[Some rows]
━━━━━━━━━━
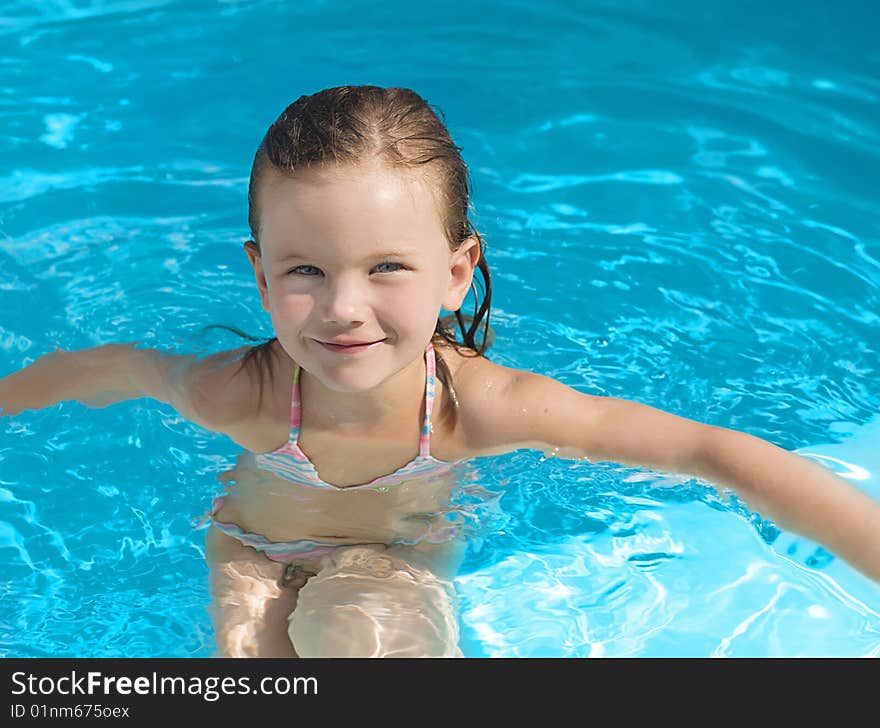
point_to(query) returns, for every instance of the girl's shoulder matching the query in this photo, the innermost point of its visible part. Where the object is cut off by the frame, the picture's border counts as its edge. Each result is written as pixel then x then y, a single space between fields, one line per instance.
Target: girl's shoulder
pixel 237 390
pixel 477 384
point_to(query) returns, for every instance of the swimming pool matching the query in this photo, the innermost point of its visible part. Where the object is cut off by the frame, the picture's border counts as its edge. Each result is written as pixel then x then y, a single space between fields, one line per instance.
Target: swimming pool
pixel 677 212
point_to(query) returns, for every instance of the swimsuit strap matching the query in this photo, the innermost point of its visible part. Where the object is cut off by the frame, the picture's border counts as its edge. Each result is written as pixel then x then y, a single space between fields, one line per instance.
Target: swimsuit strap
pixel 430 380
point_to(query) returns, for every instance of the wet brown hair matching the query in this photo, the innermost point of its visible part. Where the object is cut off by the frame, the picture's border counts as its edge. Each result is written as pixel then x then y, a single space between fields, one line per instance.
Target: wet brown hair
pixel 352 125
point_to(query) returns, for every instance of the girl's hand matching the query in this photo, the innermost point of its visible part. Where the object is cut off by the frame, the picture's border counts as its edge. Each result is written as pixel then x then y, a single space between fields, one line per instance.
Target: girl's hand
pixel 525 410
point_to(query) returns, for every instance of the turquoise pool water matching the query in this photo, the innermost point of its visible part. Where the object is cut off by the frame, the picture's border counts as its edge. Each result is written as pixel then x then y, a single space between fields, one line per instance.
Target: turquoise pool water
pixel 676 200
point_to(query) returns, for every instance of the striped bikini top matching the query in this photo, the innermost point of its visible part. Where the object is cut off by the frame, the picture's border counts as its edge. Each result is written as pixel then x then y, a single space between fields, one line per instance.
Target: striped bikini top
pixel 291 463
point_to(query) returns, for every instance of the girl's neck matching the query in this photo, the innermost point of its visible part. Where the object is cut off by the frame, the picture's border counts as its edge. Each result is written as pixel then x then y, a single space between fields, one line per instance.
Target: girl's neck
pixel 389 406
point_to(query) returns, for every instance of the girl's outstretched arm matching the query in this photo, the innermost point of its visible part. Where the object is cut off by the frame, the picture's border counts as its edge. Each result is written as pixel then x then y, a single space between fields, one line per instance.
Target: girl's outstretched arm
pixel 112 373
pixel 534 411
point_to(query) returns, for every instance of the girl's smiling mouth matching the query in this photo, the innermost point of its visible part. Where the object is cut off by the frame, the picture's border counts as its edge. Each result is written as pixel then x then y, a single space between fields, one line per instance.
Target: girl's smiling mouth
pixel 349 348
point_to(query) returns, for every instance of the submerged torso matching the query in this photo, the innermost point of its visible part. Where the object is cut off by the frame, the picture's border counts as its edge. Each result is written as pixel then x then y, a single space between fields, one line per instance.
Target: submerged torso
pixel 416 511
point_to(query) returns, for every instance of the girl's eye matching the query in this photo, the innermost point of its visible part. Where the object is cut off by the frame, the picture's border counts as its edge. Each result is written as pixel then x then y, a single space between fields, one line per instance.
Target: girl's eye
pixel 306 270
pixel 299 268
pixel 399 265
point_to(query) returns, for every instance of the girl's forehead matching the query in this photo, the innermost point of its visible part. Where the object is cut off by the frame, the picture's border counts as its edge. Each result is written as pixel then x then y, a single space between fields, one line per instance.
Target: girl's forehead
pixel 344 203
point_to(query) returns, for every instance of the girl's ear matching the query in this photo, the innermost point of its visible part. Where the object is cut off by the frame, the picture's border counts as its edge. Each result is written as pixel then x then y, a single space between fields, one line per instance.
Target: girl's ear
pixel 461 273
pixel 256 259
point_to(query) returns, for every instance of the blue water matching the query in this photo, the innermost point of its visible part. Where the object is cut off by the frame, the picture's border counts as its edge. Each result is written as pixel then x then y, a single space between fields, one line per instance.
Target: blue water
pixel 677 200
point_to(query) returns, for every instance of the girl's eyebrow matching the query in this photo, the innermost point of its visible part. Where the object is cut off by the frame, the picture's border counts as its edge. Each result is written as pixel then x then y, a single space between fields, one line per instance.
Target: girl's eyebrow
pixel 397 253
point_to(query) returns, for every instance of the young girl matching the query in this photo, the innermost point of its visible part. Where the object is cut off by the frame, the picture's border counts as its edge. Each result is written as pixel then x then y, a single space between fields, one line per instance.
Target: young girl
pixel 358 415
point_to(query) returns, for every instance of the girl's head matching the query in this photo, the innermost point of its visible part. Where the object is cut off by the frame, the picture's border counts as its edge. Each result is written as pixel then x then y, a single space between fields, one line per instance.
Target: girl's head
pixel 340 177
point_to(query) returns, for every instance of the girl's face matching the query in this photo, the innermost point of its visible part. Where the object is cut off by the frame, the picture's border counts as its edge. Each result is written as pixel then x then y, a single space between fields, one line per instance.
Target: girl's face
pixel 355 256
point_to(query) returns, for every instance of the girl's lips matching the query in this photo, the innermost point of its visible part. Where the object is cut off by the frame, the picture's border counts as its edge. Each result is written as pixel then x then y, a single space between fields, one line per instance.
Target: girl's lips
pixel 338 348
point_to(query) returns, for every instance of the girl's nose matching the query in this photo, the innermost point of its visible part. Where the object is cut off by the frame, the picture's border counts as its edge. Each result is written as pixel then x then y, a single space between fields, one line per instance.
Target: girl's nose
pixel 345 301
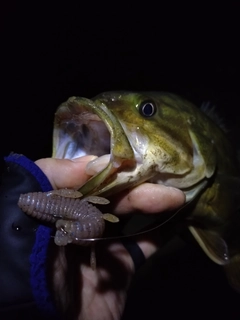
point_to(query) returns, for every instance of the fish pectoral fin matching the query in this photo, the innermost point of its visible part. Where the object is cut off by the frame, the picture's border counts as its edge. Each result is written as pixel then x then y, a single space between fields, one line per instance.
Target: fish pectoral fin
pixel 232 270
pixel 212 244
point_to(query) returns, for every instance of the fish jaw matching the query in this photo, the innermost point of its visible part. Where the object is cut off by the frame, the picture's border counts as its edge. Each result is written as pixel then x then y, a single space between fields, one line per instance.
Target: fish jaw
pixel 83 127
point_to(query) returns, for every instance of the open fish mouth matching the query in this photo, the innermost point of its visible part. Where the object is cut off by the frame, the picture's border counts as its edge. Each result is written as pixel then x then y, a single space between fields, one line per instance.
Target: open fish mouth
pixel 84 127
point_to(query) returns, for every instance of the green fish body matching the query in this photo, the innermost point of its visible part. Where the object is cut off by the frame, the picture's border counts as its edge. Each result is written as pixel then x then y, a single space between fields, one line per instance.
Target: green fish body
pixel 161 138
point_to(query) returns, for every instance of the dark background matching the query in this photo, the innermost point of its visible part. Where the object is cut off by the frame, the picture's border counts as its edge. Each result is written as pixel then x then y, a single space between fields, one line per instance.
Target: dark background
━━━━━━━━━━
:: GIVEN REQUEST ::
Copy out the rows again, from the beginning through the line that contains "pixel 352 125", including that line. Omit the pictures from your copy.

:: ANSWER IN FULL ::
point_to(query) returns, for every instance of the girl's shoulder matching the query in this photo, the innermost point of its visible part. Where the object is cut off by the frame, the picture's border counts as its edge. Each result is written as pixel then x then y, a single space between fields, one line per instance.
Target: girl's shoulder
pixel 237 390
pixel 477 384
point_to(query) returns, for every instance of the swimming pool matching the query in this photo, the innermost point of its visible part. Where the object is cut off by the frame, the picture's border counts as its edge. Each result is written as pixel then x then y, a single space between fields, one line per instance.
Target: swimming pool
pixel 677 212
point_to(query) returns, for every instance of the swimsuit strap matching the query in this photo, the innermost point of its visible part. Where the object is cut off by the frame, the picture's border counts as its edge. Each result is written as pixel then x then y, a single space between fields, one line per instance.
Target: swimsuit strap
pixel 430 380
point_to(query) returns, for every instance of the wet brown hair matching the query in this photo, the innermost point of its visible part. Where the object is cut off by the frame, the picture's border counts as its edge. Each result is written as pixel then x then y, a single space between fields, one line per instance.
Target: wet brown hair
pixel 352 125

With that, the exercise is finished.